Machine learning and cell imaging predict MS drug effectiveness

Fri 26 September 2025
Machine learning
News

Brazilian and French researchers have developed an innovative tool that combines machine learning with high-content cell imaging (HCI) to predict how patients with multiple sclerosis (MS) will respond to natalizumab, one of the most widely used therapies for the disease. The findings mark a significant step toward precision medicine in neurology.

Natalizumab is an effective monoclonal antibody therapy that reduces relapses and slows MS progression. However, up to 35% of patients experience a return of symptoms within two years. The drug also carries risks, such as serious infections and other side effects, making it essential to identify in advance who is most likely to benefit. With a monthly cost of around BRL 10,000 per patient in Brazil’s public health system (SUS), predicting treatment response is also crucial for controlling healthcare expenditure.

Imaging immune cell behaviour

The therapy works by preventing immune cells from entering the brain and triggering inflammation. After treatment, CD8+ T cells, which are part of the immune system, typically become more rounded due to actin remodelling, a process that shapes how cells move and interact. Using HCI technology, the researchers observed that non-responders show distinct actin remodelling: their T cells remained elongated and retained higher migration capacity. This cellular behaviour suggested why treatment fails in some patients.

By extracting more than 400 morphological features from patient blood samples and feeding them into a machine learning model, the team created over one million combinations. The system achieved 92% accuracy in the discovery cohort and 88% in the validation cohort, demonstrating high predictive power.

From images to numbers

“The breakthrough was turning images into quantifiable data and applying machine learning,” explains Helder Nakaya, senior researcher at Albert Einstein Hospital and professor at the University of São Paulo. “This approach could be extended to other therapies, including cancer immunotherapies such as CAR-T.”

Lead author Beatriz Chaves, now based at INFINITy in France, emphasizes the broader impact: “These results can improve quality of life by avoiding ineffective treatments and unnecessary side effects, while reducing costs for health systems like the SUS.” The findings were published in Nature Communications.

# Apply what you read:
- 1) Repeat the passage of the article on predicting MS drug response from "Imaging immune cell" up to and including "high predictive power.", swapping "elongated" for "stretched".
- 2) List every percentage figure given in the article on predicting MS drug response.

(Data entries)
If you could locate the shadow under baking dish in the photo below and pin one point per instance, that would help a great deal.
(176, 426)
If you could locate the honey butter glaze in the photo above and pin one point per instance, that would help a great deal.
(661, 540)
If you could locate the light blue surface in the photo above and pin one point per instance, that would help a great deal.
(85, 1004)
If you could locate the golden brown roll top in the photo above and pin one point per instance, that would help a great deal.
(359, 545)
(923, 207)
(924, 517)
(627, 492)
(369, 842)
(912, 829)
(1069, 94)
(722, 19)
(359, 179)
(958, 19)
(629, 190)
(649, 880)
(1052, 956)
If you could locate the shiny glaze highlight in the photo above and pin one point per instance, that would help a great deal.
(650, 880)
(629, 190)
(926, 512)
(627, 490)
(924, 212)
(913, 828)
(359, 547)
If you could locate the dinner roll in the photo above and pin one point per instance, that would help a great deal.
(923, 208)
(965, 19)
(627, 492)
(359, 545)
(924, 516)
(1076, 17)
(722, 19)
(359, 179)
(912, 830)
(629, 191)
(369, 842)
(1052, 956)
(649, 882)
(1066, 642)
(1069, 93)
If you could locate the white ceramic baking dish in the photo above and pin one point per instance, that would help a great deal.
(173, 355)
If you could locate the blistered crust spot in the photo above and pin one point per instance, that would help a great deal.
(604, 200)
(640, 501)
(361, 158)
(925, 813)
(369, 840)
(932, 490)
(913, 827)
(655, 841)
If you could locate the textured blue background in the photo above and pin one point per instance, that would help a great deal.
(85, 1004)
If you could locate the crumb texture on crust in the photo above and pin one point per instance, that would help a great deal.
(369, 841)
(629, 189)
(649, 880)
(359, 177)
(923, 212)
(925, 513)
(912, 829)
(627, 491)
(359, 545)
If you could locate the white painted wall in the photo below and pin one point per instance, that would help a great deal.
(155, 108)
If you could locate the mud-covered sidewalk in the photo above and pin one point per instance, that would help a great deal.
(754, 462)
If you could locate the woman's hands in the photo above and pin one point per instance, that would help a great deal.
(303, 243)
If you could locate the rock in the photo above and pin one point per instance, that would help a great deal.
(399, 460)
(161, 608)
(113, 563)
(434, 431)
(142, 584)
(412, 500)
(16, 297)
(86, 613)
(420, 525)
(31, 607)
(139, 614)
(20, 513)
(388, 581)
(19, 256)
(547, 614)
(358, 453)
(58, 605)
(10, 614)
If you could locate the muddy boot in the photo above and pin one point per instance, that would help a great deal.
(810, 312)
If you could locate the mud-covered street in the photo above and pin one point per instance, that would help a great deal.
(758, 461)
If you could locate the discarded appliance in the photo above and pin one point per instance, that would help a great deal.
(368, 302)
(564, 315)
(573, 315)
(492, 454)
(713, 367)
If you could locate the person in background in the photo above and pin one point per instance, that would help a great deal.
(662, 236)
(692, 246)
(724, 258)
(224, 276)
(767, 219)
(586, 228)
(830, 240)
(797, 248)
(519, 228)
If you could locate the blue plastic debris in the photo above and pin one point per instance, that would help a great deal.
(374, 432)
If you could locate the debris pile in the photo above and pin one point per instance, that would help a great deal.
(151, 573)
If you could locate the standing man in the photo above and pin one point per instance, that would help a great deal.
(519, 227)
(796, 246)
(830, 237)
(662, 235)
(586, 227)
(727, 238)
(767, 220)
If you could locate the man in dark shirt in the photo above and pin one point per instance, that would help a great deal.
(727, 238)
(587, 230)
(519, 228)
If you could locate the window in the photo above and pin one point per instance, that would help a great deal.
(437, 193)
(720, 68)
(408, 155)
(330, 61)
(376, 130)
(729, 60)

# Solution set:
- 1)
Imaging immune cell behaviour

The therapy works by preventing immune cells from entering the brain and triggering inflammation. After treatment, CD8+ T cells, which are part of the immune system, typically become more rounded due to actin remodelling, a process that shapes how cells move and interact. Using HCI technology, the researchers observed that non-responders show distinct actin remodelling: their T cells remained stretched and retained higher migration capacity. This cellular behaviour suggested why treatment fails in some patients.

By extracting more than 400 morphological features from patient blood samples and feeding them into a machine learning model, the team created over one million combinations. The system achieved 92% accuracy in the discovery cohort and 88% in the validation cohort, demonstrating high predictive power.

- 2) 35%, 92%, 88%